İNSÂNIN İNŞÂ’SI

Semâya, arza, kuşlara, yola derken âyetlerde sıra insânın kendisine bakmasına gelmiştir. Çünkü insân varlık sahnesinin en büyük âyetidir.  Hem âyettir hem de âyetleri en iyi okuyucu olandır. Mülk/23-24. âyetleri diğer âyetlerden farklı olarak “De ki” ifâdesiyle başlamaktadır: “De ki: O, sizi hayata getiren, size kulaklar, gözler ve kalpler bağışlayandır; [yine de] ne kadar az şükrediyorsunuz!  De ki: Sizi yeryüzünde yaratıp çoğaltan O’dur ve [yeniden dirildiğinizde] O’nun huzurunda toplanacaksınız.”[1]

Görüldüğü gibi âyetler kınama ve azarlama eşliğinde Mekke müşriklerini düşünmeye, ibret almaya ve inanmaya sevk edecek mesajlar taşımaktadır. Bunu yaparken de onlara, bu eylemleri gerçekleştirecek araç ve yeteneklere sâhip olduklarını bildirmektedir. Fakat bu sorumluluklarını yerine getirmedikleri takdirde hesap vermek üzere Allāh’ın huzuruna çıkarılacakları uyarısını da ilâve etmektedir.

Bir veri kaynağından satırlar
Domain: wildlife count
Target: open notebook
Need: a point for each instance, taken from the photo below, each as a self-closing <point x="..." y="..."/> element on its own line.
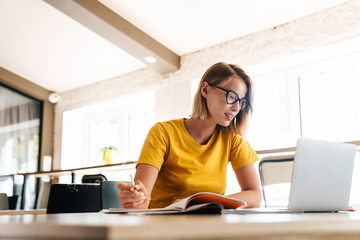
<point x="199" y="203"/>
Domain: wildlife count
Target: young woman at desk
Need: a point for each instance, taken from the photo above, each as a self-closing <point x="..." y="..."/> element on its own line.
<point x="185" y="156"/>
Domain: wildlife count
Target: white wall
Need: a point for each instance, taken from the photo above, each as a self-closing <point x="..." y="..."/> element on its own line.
<point x="327" y="27"/>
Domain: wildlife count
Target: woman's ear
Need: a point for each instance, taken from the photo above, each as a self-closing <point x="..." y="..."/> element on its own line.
<point x="204" y="89"/>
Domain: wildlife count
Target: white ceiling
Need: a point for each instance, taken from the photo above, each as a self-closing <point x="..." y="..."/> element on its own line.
<point x="45" y="46"/>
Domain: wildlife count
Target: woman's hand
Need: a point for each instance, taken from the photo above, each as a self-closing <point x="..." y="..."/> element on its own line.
<point x="133" y="196"/>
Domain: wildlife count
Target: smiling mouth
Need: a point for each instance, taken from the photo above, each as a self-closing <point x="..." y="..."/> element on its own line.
<point x="229" y="116"/>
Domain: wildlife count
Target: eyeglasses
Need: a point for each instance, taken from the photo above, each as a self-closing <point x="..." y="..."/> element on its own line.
<point x="232" y="98"/>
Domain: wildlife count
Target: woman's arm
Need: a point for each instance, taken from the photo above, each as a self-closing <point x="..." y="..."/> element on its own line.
<point x="250" y="186"/>
<point x="144" y="181"/>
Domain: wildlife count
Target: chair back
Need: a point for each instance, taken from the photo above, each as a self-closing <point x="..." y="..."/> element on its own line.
<point x="94" y="178"/>
<point x="4" y="201"/>
<point x="74" y="198"/>
<point x="13" y="202"/>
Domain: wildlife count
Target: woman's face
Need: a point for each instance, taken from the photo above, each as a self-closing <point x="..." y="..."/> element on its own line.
<point x="219" y="110"/>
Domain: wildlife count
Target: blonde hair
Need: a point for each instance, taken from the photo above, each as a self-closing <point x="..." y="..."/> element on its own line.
<point x="213" y="76"/>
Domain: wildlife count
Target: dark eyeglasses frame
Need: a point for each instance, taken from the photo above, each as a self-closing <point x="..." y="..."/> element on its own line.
<point x="238" y="99"/>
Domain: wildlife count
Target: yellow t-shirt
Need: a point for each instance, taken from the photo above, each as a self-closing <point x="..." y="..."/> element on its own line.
<point x="187" y="167"/>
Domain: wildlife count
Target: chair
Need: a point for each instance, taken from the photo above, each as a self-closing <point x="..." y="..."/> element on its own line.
<point x="74" y="198"/>
<point x="4" y="201"/>
<point x="275" y="170"/>
<point x="95" y="178"/>
<point x="44" y="193"/>
<point x="13" y="202"/>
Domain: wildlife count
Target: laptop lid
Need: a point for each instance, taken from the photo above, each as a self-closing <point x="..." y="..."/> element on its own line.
<point x="322" y="175"/>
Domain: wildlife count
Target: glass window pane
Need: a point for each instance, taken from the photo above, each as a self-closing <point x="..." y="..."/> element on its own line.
<point x="20" y="120"/>
<point x="329" y="104"/>
<point x="275" y="121"/>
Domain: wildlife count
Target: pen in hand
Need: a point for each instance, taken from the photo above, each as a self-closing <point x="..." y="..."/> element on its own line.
<point x="133" y="188"/>
<point x="132" y="183"/>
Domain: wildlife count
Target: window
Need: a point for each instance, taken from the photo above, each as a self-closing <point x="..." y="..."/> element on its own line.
<point x="122" y="123"/>
<point x="20" y="121"/>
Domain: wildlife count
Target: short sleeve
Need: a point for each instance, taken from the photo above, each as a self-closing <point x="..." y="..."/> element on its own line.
<point x="155" y="148"/>
<point x="241" y="153"/>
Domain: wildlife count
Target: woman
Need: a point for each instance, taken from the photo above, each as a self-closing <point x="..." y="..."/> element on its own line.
<point x="184" y="156"/>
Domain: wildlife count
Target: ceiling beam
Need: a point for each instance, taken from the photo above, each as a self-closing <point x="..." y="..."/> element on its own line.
<point x="112" y="27"/>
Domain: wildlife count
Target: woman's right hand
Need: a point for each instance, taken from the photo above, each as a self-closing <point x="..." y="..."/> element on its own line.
<point x="133" y="196"/>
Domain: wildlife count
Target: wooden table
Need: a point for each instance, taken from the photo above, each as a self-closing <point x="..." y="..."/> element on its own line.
<point x="22" y="212"/>
<point x="228" y="226"/>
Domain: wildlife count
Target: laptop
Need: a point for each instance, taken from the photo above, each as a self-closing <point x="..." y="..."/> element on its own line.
<point x="322" y="175"/>
<point x="321" y="178"/>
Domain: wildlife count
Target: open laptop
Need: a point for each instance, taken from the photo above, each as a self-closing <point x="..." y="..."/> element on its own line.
<point x="321" y="178"/>
<point x="322" y="175"/>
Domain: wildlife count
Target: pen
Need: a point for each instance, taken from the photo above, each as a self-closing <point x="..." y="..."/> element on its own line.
<point x="132" y="183"/>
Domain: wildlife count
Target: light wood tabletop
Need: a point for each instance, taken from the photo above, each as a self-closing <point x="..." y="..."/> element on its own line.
<point x="22" y="212"/>
<point x="344" y="225"/>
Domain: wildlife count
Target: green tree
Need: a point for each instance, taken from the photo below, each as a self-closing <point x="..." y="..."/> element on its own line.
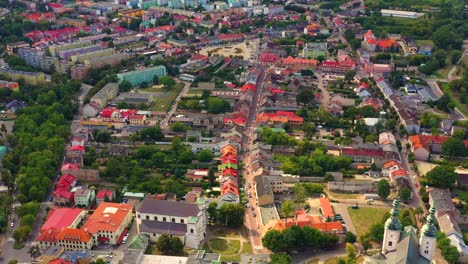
<point x="365" y="242"/>
<point x="442" y="176"/>
<point x="288" y="208"/>
<point x="213" y="212"/>
<point x="376" y="232"/>
<point x="125" y="86"/>
<point x="405" y="194"/>
<point x="274" y="240"/>
<point x="383" y="189"/>
<point x="280" y="258"/>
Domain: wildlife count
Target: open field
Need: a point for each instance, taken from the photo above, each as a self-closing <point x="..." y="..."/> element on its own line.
<point x="240" y="49"/>
<point x="163" y="98"/>
<point x="364" y="217"/>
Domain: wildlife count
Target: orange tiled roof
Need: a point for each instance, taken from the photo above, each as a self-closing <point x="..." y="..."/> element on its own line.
<point x="107" y="217"/>
<point x="73" y="234"/>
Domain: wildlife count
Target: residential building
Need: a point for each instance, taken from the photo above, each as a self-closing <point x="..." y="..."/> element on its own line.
<point x="314" y="50"/>
<point x="400" y="13"/>
<point x="109" y="222"/>
<point x="85" y="197"/>
<point x="441" y="199"/>
<point x="263" y="191"/>
<point x="144" y="75"/>
<point x="184" y="220"/>
<point x="31" y="78"/>
<point x="13" y="48"/>
<point x="102" y="194"/>
<point x="405" y="246"/>
<point x="9" y="85"/>
<point x="326" y="209"/>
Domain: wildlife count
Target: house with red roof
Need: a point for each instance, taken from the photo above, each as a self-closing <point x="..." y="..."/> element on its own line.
<point x="62" y="194"/>
<point x="362" y="155"/>
<point x="326" y="209"/>
<point x="268" y="58"/>
<point x="338" y="67"/>
<point x="280" y="117"/>
<point x="102" y="194"/>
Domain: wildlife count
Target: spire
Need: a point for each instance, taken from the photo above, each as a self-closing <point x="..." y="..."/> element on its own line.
<point x="393" y="223"/>
<point x="429" y="229"/>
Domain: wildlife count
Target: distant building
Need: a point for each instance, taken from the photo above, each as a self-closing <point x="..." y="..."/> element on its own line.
<point x="109" y="222"/>
<point x="32" y="78"/>
<point x="183" y="220"/>
<point x="401" y="14"/>
<point x="145" y="75"/>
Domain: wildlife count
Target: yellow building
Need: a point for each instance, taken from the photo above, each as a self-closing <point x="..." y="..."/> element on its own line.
<point x="32" y="78"/>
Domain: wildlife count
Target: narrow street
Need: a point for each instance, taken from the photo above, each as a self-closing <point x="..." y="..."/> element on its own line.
<point x="251" y="222"/>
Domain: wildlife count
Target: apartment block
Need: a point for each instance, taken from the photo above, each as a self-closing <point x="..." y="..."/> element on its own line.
<point x="81" y="57"/>
<point x="144" y="75"/>
<point x="32" y="78"/>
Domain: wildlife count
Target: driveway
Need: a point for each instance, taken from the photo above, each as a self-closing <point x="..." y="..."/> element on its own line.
<point x="343" y="210"/>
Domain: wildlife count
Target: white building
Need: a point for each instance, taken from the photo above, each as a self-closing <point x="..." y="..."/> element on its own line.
<point x="183" y="220"/>
<point x="399" y="13"/>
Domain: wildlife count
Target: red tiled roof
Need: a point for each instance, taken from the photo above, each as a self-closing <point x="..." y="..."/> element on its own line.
<point x="76" y="148"/>
<point x="327" y="210"/>
<point x="362" y="152"/>
<point x="103" y="193"/>
<point x="269" y="57"/>
<point x="235" y="120"/>
<point x="70" y="166"/>
<point x="60" y="218"/>
<point x="248" y="86"/>
<point x="73" y="234"/>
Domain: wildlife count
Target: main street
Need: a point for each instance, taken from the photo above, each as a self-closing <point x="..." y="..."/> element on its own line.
<point x="251" y="221"/>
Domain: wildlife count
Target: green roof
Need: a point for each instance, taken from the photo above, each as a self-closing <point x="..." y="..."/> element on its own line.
<point x="393" y="223"/>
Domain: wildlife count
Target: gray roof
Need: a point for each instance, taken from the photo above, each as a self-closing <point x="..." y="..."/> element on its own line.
<point x="408" y="248"/>
<point x="263" y="186"/>
<point x="148" y="226"/>
<point x="172" y="208"/>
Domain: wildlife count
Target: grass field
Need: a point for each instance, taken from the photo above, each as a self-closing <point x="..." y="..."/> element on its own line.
<point x="225" y="247"/>
<point x="162" y="103"/>
<point x="364" y="217"/>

--- İstenen iş ---
Alıntılanan metni baştan sona, tek harfini değiştirmeden geri döndür.

--- Doğru sonuç ---
İNSÂNIN İNŞÂ’SI

Semâya, arza, kuşlara, yola derken âyetlerde sıra insânın kendisine bakmasına gelmiştir. Çünkü insân varlık sahnesinin en büyük âyetidir.  Hem âyettir hem de âyetleri en iyi okuyucu olandır. Mülk/23-24. âyetleri diğer âyetlerden farklı olarak “De ki” ifâdesiyle başlamaktadır: “De ki: O, sizi hayata getiren, size kulaklar, gözler ve kalpler bağışlayandır; [yine de] ne kadar az şükrediyorsunuz!  De ki: Sizi yeryüzünde yaratıp çoğaltan O’dur ve [yeniden dirildiğinizde] O’nun huzurunda toplanacaksınız.”[1]

Görüldüğü gibi âyetler kınama ve azarlama eşliğinde Mekke müşriklerini düşünmeye, ibret almaya ve inanmaya sevk edecek mesajlar taşımaktadır. Bunu yaparken de onlara, bu eylemleri gerçekleştirecek araç ve yeteneklere sâhip olduklarını bildirmektedir. Fakat bu sorumluluklarını yerine getirmedikleri takdirde hesap vermek üzere Allāh’ın huzuruna çıkarılacakları uyarısını da ilâve etmektedir.